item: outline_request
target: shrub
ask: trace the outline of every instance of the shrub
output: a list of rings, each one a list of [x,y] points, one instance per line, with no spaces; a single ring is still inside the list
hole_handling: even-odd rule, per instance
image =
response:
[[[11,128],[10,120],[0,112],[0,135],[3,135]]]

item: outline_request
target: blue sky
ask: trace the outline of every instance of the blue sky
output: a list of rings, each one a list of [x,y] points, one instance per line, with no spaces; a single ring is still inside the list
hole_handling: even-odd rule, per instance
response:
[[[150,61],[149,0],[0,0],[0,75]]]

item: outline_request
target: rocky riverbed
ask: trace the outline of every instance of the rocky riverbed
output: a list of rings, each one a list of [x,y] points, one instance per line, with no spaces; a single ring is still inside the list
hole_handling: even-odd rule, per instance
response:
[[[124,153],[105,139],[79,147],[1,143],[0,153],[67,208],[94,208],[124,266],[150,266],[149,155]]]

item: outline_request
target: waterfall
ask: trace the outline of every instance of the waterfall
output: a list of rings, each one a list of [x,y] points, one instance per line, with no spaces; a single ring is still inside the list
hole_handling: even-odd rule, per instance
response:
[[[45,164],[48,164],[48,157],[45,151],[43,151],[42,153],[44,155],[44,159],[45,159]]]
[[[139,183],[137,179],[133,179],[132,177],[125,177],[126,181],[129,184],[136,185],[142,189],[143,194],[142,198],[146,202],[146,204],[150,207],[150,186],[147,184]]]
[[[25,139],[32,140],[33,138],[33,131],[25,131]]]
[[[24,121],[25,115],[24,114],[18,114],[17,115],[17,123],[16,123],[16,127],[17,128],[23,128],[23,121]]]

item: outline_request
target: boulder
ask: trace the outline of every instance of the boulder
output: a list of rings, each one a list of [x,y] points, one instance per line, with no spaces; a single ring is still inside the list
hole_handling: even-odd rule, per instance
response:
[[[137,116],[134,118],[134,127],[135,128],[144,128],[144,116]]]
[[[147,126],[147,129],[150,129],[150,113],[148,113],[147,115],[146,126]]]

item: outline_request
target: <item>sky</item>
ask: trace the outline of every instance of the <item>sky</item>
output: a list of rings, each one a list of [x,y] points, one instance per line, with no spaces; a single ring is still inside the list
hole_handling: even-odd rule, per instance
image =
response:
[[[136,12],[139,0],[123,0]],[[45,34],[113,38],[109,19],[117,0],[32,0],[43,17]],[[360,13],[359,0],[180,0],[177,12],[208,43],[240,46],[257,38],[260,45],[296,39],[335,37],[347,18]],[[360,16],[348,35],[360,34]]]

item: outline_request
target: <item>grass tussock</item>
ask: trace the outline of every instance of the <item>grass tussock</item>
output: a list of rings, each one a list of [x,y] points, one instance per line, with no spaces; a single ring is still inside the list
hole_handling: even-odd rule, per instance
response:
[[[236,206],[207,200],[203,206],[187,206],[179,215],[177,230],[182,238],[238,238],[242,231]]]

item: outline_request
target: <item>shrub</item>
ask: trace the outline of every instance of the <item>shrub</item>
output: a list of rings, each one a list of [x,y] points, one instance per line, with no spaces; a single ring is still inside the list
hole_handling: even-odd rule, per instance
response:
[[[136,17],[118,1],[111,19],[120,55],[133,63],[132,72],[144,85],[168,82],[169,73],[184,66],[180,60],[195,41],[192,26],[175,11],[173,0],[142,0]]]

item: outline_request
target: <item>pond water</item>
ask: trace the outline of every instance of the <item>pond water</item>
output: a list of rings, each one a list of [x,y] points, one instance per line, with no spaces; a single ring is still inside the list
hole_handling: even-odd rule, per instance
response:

▸ **What you need to do**
Find the lines of the listing above that hold "blue". Please copy them.

▸ **Written reply**
target: blue sky
ask: trace the outline of every instance of the blue sky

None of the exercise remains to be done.